- **EXTRACT**:

Because, I said, many people fall into it unwittingly and think they are not disputing but conversing [dialectizing] because they cannot analyze their subject into its parts, but they pursue mere verbal contradictions of what has been said, thus engaging in a dispute [eristic] rather than a conversation [dialectic]. (454a)
Why am I writing this post? Because, by coincidence, I’m reading a book that talks about all this. A pretty good book, by Charles Kahn, Plato and the Socratic Dialogue: the Philosophical Use of a Literary Form [Amazon]. Let me just shift gears a bit, but it’s damned interesting ...
The first chapter discusses the so-called ‘minor socratics’ - Xenophon, Antisthenes, Phaedo, Eucleides and Arisitippus. It’s eye-opening. Writing socratikoi logoi - Socratic dialogues - was a minor, literary cottage industry, and Plato entered the field comparatively late. (Did you know that? Many people do not. It really ought to figure in our conception of Plato more than it does.) Let me just quote a bit:
In the first fifteen years after Socrates’ death, Antisthenes was probably regarded as the most important follower of Socrates. The dominant position of Plato, both as author and as leader of a school, was only established later, probably after 385 BC ... Antisthenes was a prodigious author. The catalogue of his works in Diogenes Laertius lists over sixty titles, some of which may represent very short pieces like the two extant display speeches Ajax and Odysseus. But others seem to be of considerable length, for example, three Proleptics on Justice and Courage, five books On Education, or on Names, four books On Opinion and Knowledge. At least nine of these works were in dialogue form. The range of subjects covered was very wide, from the discusion of Homer and poetry to topics in natural philosophy and philosophical method. Unfortunately, except for the two speeches mentioned, we have no substantial verbatim quotations. (pp. 9-10).

- **EXTRACTED MATERIAL**:

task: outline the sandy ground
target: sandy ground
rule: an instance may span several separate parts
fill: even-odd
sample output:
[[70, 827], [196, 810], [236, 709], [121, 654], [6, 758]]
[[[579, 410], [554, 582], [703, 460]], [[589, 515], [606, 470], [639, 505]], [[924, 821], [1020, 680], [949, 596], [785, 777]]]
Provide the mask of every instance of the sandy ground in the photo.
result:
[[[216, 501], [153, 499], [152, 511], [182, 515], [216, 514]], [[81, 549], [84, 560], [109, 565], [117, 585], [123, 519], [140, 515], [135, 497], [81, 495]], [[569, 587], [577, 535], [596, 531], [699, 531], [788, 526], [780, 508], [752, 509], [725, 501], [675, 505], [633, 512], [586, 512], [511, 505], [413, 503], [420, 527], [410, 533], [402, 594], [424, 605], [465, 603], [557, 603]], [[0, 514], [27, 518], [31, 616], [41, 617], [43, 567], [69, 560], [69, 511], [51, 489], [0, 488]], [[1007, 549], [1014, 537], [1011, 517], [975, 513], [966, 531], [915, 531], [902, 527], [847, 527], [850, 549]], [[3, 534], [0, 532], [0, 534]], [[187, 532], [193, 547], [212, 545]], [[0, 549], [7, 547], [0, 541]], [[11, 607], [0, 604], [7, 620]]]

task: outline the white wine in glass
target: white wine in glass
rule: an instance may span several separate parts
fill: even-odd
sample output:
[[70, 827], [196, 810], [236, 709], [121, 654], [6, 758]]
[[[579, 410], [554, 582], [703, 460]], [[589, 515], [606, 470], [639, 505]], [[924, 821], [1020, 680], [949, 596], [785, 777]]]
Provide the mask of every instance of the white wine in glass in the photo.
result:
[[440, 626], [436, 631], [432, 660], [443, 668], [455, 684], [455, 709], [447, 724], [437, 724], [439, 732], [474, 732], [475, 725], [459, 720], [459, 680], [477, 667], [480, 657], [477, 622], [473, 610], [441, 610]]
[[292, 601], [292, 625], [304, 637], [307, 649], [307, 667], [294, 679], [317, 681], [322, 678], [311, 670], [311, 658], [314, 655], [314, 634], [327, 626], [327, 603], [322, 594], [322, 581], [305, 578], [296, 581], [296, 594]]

- **WORK INSTRUCTION A**: After the passage on Socratic dialogues and the listing, say whether each statement below agrees with the passage, answering yes or no and quoting the words that decide it: (i) Plato was one of the first authors to write Socratic dialogues; (ii) Diogenes Laertius lists more than sixty titles by Antisthenes; (iii) at least nine of Antisthenes's works took the form of dialogues.
- **WORK INSTRUCTION B**: Recast the paragraph of the passage on Socratic dialogues that begins "In the first fifteen years after Socrates’ death" as a bulleted list that keeps its main facts.
- **WORK INSTRUCTION C**: Take the passage on Socratic dialogues further, continuing it from its last sentence.

- **TASK RESULT A**:
(i) No: "Plato entered the field comparatively late."
(ii) Yes: "The catalogue of his works in Diogenes Laertius lists over sixty titles"
(iii) Yes: "At least nine of these works were in dialogue form."

- **TASK RESULT B**:
- For about fifteen years after Socrates' death, Antisthenes was probably seen as his most important follower.
- Plato's dominance as author and school leader came later, probably after 385 BC.
- Diogenes Laertius catalogues over sixty of Antisthenes's titles.
- Some may have been very short, like the two surviving display speeches Ajax and Odysseus.
- Others seem to have been long, such as three Proleptics on Justice and Courage, five books On Education, or on Names, and four books On Opinion and Knowledge.
- At least nine were dialogues.
- His subjects ranged from Homer and poetry to natural philosophy and philosophical method.
- Apart from the two speeches, no substantial verbatim quotations survive.

- **TASK RESULT C**:
So much of Platonic scholarship is brilliant hallucination of sufficient textual basis for secure inferences about the whole Socrates/Plato thing, to console us for the sheer bummer that is losing all that stuff.
Comments
Strauss wrote three books on Xenophon. So one Plato scholar did not entirely ignore the Socratics. Does Kahn discuss Strauss?
Charles Kahn’s book on Heraclitus is great. Everyone should read it.
Certainly Xenophon comes in second, because we’ve actually GOT something. Kahn doesn’t actually spend more than a chapter on the minor Socratics, and he doesn’t mention Strauss. I’m not really faulting people for not writing about the others - how could they? They’ve got nothing. The problem is: we NEED them to understand some things that people insist on talking about, e.g. the relationship between Plato and Socrates. So we are just stuck. It’s impossible not to press on, try to see what you can see. But it’s a nigh forgone conclusion that if, suddenly, all this minor Socratic writing just showed up in the library, everything written about the Plato/Socrates relationship would acquire some new and fundamentally unanticipated angle. It’s sort of depressing.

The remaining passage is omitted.